*** Text excerpt ***

Are selfies the new Marmite? Some people love them and some people hate them but one thing is for sure – selfies are here to stay. There’s even been a song written in homage to them.
Warning: extremely catchy and there is a medium to high possibility of your eardrum breaking.
Don’t say I didn’t warn you.
Now, to truly understand the obsession and recent social acceptance of selfies we’ve got to rewind to where it all began…. 1839. Yes that’s right, selfies are not a 21st century discovery. In fact we actually owe our current obsession to Robert Cornelieus, an American pioneer of photography. Oh Robert, some would argue he started a surge in self-confidence whilst others would say self-obsession.
Despite the first official selfie being taken in 1839 the trend only really burst onto the viral stage in 2012. By the end of the year, the Times Magazine had declared the term ‘selfie’ one of the top ten buzzwords.

*** End of Text excerpt ***
*** Data shown ***

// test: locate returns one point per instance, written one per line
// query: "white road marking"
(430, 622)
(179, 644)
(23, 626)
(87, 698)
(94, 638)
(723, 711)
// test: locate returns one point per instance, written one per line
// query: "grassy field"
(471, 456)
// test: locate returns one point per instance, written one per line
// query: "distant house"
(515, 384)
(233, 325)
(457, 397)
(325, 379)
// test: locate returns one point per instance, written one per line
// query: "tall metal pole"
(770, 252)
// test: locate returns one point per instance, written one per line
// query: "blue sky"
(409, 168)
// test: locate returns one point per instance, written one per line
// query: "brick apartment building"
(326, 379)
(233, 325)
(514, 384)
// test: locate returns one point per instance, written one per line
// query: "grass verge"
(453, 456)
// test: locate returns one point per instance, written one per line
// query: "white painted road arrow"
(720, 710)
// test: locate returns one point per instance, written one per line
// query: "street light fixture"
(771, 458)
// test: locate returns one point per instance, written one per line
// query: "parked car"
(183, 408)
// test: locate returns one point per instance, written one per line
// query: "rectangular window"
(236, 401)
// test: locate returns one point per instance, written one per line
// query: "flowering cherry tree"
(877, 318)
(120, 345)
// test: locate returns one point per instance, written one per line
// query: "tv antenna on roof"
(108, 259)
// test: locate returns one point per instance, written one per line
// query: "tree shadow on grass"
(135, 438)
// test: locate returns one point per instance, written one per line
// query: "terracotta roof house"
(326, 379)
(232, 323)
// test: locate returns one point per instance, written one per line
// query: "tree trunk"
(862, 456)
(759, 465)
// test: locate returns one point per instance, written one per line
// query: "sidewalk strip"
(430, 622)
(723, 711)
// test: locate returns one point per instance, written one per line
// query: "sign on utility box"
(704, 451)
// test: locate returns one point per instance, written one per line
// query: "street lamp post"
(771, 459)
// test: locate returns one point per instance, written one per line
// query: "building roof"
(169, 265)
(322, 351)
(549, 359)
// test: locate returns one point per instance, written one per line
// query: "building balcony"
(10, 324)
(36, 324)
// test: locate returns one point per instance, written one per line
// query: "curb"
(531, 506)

*** End of Data shown ***

Exercises to complete —
a – Decide whether each statement below agrees with the selfies text, and back each yes or no with the deciding words of the text, quoted exactly. (i) The first official selfie was taken in 1839. (ii) Selfies burst onto the viral stage in 2010. (iii) Robert Cornelieus was a British pioneer of photography.
b – Please reproduce the part of the selfies text between "Don’t say I" and "top ten buzzwords.", inclusive.

Solutions by task —
a –
(i) Yes: "Despite the first official selfie being taken in 1839"
(ii) No: "the trend only really burst onto the viral stage in 2012"
(iii) No: "Robert Cornelieus, an American pioneer of photography"

b –
Don’t say I didn’t warn you.
Now, to truly understand the obsession and recent social acceptance of selfies we’ve got to rewind to where it all began…. 1839. Yes that’s right, selfies are not a 21st century discovery. In fact we actually owe our current obsession to Robert Cornelieus, an American pioneer of photography. Oh Robert, some would argue he started a surge in self-confidence whilst others would say self-obsession.
Despite the first official selfie being taken in 1839 the trend only really burst onto the viral stage in 2012. By the end of the year, the Times Magazine had declared the term ‘selfie’ one of the top ten buzzwords.